Excerpts from a location annotation dataset:
++++++++

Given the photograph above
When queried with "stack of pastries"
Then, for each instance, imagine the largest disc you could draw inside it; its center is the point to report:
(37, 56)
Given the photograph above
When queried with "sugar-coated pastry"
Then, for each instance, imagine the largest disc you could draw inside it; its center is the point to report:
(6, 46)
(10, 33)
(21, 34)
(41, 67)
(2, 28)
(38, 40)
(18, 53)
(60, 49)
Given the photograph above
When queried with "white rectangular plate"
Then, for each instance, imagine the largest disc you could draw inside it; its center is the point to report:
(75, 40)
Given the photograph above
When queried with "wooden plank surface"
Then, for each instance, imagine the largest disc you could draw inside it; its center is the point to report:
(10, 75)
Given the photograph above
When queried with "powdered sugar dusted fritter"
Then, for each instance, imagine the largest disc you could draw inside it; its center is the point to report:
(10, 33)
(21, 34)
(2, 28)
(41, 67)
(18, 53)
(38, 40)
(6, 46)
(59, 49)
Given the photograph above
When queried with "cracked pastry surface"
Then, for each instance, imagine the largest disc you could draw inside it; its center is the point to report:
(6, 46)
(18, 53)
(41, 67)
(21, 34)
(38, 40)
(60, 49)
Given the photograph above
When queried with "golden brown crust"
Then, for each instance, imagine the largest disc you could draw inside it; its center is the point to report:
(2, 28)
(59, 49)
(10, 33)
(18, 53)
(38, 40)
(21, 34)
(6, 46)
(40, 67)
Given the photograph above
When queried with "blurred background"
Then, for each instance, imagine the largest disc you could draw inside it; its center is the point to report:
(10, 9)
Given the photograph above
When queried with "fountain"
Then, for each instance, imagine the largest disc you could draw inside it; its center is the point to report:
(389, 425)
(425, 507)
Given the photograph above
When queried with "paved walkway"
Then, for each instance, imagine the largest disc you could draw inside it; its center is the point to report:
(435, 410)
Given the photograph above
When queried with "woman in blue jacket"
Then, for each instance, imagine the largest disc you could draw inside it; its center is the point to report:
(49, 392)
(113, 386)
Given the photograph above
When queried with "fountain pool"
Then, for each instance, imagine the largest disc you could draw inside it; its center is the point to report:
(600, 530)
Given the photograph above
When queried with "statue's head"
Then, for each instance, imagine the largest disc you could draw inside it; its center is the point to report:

++++++++

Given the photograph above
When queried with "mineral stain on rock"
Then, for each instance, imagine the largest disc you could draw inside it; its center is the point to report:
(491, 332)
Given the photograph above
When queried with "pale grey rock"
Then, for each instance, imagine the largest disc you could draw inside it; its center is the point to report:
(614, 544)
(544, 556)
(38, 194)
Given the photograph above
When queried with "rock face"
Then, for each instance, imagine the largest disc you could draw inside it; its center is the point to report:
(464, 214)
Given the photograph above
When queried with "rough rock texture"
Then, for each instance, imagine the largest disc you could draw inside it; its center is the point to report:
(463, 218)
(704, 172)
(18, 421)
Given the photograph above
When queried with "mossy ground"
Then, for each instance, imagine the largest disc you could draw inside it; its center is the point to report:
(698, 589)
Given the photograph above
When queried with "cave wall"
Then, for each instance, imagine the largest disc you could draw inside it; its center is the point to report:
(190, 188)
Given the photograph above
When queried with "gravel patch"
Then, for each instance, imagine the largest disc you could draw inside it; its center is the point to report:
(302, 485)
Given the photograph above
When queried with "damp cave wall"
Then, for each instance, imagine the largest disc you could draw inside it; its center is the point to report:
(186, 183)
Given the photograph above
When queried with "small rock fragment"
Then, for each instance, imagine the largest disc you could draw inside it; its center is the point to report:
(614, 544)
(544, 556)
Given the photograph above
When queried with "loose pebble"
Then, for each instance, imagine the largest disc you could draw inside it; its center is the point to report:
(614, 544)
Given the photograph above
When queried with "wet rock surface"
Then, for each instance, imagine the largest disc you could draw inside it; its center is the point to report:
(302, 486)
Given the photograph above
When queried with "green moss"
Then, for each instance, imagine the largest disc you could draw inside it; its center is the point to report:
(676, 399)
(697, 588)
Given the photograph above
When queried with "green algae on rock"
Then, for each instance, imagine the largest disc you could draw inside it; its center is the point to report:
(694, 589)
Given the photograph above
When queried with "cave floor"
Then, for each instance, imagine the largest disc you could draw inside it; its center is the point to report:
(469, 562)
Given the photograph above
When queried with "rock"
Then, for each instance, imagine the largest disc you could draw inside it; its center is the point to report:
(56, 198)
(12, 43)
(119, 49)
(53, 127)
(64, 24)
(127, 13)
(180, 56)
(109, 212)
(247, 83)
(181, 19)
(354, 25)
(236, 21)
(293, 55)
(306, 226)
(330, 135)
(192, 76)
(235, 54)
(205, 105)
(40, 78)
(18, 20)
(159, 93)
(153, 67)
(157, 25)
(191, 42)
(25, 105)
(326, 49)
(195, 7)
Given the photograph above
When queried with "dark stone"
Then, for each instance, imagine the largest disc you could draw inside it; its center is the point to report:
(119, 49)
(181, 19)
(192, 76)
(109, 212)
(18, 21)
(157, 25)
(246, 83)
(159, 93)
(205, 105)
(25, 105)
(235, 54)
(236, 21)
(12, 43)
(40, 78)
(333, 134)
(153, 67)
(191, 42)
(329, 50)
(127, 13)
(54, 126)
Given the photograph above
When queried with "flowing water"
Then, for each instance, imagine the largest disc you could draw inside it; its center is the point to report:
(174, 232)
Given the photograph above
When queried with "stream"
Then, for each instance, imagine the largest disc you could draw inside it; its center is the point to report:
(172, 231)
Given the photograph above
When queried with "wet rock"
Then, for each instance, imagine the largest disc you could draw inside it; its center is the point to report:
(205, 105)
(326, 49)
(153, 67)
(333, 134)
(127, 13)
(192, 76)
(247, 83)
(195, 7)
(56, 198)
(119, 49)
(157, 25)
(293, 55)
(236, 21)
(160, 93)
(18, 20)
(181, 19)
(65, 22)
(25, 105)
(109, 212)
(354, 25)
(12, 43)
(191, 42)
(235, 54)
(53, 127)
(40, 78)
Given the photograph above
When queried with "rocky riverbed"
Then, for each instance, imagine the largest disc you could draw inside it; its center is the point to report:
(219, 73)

++++++++

Count the lines above that contain the word "fountain" and reply with only that number.

_FULL SOLUTION_
2